**Provided information**:

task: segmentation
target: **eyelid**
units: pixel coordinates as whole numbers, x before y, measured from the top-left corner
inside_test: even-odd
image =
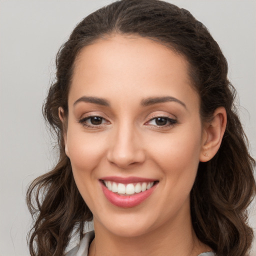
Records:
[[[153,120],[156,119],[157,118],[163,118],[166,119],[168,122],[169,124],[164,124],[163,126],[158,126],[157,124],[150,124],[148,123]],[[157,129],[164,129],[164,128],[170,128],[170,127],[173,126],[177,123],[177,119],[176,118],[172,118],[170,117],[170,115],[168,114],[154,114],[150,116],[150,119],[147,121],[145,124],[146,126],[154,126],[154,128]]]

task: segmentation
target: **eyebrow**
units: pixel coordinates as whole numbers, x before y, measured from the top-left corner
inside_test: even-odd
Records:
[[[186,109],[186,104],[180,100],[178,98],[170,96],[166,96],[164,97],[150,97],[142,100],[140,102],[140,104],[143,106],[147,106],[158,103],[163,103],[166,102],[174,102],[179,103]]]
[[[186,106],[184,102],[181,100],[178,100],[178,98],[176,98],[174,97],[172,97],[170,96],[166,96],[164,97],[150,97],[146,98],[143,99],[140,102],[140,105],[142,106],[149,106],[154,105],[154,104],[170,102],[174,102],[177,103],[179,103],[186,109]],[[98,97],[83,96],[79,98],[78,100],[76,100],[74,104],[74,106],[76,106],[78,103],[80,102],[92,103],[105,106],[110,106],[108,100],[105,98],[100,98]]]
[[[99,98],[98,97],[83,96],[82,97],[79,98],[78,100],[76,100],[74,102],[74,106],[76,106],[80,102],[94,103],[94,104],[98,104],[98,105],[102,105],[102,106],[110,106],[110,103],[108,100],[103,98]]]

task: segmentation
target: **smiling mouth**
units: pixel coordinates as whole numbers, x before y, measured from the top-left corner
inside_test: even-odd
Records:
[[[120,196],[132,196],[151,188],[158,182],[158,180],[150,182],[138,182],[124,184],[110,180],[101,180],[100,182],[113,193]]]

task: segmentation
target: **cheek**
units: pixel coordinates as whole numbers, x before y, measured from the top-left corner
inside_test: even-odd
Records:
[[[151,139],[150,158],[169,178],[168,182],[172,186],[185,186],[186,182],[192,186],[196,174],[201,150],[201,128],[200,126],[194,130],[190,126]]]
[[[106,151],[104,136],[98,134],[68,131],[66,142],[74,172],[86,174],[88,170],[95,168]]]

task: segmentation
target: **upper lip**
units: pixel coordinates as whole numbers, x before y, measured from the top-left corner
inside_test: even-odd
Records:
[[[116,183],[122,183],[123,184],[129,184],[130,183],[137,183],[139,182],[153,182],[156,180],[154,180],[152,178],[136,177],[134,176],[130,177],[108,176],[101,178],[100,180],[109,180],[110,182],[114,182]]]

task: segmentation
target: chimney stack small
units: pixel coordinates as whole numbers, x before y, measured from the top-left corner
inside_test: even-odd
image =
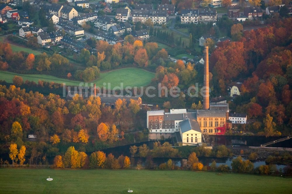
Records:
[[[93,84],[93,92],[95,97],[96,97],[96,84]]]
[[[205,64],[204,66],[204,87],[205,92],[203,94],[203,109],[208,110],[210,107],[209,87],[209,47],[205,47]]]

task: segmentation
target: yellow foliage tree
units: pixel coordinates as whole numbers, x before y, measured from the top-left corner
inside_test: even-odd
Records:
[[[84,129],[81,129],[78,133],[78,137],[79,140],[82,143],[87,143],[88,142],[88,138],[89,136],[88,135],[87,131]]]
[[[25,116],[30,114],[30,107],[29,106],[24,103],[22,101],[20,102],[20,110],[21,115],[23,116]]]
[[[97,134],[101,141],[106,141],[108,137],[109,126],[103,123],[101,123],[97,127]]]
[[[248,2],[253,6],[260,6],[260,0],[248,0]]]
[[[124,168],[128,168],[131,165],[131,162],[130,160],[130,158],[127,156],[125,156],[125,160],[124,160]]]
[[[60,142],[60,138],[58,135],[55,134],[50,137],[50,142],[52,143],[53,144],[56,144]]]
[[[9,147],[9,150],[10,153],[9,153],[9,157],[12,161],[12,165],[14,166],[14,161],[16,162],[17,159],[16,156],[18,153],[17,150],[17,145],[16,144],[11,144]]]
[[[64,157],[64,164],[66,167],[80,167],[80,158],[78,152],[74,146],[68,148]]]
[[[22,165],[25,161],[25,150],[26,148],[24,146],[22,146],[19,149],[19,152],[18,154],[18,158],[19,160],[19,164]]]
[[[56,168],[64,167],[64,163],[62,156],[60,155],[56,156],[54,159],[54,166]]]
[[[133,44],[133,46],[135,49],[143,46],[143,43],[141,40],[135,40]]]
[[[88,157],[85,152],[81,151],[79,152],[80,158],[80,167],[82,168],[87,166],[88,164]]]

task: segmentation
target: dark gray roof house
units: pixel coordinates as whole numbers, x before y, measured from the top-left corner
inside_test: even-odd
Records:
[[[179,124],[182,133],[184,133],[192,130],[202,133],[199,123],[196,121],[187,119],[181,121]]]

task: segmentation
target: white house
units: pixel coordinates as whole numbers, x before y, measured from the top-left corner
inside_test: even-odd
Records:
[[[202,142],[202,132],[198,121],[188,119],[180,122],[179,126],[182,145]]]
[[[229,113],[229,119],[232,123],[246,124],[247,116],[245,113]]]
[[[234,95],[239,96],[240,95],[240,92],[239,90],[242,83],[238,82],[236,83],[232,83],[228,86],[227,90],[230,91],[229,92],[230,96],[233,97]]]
==
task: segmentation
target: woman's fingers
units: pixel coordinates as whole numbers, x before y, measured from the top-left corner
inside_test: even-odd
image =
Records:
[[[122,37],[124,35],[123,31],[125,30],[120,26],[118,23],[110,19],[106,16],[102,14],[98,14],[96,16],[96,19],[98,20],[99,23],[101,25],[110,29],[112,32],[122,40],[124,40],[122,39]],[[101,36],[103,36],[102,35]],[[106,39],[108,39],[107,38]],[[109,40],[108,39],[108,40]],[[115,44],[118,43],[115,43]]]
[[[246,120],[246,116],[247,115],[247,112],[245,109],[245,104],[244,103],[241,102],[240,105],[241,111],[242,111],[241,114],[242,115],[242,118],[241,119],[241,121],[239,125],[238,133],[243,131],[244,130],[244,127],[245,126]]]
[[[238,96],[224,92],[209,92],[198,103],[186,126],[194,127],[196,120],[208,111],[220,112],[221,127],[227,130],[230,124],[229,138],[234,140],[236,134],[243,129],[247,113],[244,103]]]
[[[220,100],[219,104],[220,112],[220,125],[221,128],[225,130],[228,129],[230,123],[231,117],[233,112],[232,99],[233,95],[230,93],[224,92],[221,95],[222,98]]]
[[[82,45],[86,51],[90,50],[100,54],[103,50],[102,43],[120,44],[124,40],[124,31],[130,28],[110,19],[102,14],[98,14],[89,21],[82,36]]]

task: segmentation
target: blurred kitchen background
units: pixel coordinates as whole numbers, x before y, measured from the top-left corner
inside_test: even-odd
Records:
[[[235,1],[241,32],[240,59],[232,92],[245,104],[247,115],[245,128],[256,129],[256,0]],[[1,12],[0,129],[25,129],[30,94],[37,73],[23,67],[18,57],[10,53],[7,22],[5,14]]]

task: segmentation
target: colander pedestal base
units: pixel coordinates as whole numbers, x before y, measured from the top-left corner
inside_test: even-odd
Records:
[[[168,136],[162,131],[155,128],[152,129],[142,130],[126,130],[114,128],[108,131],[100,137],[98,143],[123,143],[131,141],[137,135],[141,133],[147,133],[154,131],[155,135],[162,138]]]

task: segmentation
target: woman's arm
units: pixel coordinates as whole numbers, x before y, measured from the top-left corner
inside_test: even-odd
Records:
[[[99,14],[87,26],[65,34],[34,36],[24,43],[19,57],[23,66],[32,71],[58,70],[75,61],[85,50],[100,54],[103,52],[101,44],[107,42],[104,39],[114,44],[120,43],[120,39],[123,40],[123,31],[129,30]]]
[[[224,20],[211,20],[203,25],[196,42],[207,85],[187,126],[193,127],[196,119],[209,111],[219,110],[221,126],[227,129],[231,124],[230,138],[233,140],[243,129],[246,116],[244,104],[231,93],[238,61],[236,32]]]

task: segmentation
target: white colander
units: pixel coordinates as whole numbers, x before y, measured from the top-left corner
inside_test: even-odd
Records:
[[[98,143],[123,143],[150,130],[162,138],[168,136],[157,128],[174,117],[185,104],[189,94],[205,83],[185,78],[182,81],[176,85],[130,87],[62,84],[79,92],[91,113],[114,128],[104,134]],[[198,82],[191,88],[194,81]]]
* * *
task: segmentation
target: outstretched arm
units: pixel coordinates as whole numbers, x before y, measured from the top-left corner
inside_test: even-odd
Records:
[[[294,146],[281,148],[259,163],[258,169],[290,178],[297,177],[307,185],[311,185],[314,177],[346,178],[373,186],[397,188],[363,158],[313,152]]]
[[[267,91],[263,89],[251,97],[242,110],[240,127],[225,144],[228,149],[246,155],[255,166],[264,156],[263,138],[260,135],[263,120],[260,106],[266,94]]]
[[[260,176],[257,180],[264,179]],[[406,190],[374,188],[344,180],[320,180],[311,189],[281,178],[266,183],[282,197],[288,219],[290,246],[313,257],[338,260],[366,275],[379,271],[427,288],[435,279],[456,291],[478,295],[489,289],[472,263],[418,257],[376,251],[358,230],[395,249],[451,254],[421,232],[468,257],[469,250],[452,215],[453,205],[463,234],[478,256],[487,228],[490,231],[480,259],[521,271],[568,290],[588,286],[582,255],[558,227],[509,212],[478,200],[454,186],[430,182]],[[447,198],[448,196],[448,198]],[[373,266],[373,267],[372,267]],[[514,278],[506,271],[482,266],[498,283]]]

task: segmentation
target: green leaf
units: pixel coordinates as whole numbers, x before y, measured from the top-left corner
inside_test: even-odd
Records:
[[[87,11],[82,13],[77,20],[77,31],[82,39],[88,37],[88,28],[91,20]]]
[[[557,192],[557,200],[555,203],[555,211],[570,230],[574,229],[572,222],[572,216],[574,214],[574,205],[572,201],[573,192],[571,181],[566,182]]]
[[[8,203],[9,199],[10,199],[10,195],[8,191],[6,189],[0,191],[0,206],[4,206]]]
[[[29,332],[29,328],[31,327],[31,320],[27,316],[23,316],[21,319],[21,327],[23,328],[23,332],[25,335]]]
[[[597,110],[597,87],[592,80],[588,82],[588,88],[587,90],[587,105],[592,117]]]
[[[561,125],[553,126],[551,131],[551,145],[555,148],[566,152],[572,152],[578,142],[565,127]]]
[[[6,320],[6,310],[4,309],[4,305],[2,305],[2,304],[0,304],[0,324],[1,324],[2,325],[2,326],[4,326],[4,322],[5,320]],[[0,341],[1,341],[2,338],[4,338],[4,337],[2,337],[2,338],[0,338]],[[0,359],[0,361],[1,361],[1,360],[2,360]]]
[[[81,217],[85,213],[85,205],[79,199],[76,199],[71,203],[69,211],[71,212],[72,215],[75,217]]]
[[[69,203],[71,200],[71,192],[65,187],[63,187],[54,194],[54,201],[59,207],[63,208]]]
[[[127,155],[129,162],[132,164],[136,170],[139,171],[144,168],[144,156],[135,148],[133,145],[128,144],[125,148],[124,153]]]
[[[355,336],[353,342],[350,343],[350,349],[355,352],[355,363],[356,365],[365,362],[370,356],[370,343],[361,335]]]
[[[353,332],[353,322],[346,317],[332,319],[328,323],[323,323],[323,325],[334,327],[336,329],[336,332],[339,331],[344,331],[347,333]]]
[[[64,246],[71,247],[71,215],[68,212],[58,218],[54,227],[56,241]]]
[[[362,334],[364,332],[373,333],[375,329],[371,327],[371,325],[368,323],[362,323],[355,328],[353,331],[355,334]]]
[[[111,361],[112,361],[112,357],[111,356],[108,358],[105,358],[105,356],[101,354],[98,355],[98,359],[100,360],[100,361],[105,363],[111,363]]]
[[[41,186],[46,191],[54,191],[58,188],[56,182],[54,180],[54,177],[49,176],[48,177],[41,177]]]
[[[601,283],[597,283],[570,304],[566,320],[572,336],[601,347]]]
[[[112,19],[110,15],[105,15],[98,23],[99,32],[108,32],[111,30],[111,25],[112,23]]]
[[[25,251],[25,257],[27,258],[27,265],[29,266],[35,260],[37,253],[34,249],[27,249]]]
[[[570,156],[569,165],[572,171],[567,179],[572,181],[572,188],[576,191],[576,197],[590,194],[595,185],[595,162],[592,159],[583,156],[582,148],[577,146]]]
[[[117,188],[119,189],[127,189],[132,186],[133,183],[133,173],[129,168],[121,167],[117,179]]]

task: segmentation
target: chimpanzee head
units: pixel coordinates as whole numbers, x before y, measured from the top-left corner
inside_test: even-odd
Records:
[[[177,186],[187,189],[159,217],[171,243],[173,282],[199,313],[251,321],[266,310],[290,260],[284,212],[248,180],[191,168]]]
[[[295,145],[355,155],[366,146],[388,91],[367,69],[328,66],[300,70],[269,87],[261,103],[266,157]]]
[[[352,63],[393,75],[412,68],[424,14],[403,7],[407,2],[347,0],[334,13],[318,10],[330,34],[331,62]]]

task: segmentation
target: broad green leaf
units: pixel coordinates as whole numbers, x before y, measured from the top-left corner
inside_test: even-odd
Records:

**Your instructions**: Which lines in the entries above contain the word "woman"? Report each of them in full.

**Result of this task**:
target: woman's fingers
target: woman's arm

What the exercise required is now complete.